YOUR INSTRUCTIONS:
Rewrite every row below in full, requests included, and shift each point coordinate in the answers by adding 85 to it. Leave the numbers in the requests and their format samples unchanged.

TASK INPUTS:
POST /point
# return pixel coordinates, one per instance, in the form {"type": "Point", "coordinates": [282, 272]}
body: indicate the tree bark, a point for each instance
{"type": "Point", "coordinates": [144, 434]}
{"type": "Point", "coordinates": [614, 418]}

WRITTEN RESPONSE:
POST /point
# return pixel coordinates, one per instance, in the form {"type": "Point", "coordinates": [282, 272]}
body: indicate the tree bark, a point for each instance
{"type": "Point", "coordinates": [229, 519]}
{"type": "Point", "coordinates": [699, 503]}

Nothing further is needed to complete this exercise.